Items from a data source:
=-=-=

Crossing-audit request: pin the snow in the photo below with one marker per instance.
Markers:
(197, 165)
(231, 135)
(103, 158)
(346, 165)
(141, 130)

=-=-=

> **WRITTEN PROBLEM**: Please output each line of the rows above as a Markdown table with the columns "No." and "Text", numbering the lines in order and omitting any blank lines.

> **SOLVED PROBLEM**:
| No. | Text |
|---|---|
| 1 | Crossing-audit request: pin the snow in the photo below with one marker per instance. |
| 2 | Markers: |
| 3 | (197, 165) |
| 4 | (231, 135) |
| 5 | (103, 158) |
| 6 | (346, 165) |
| 7 | (141, 130) |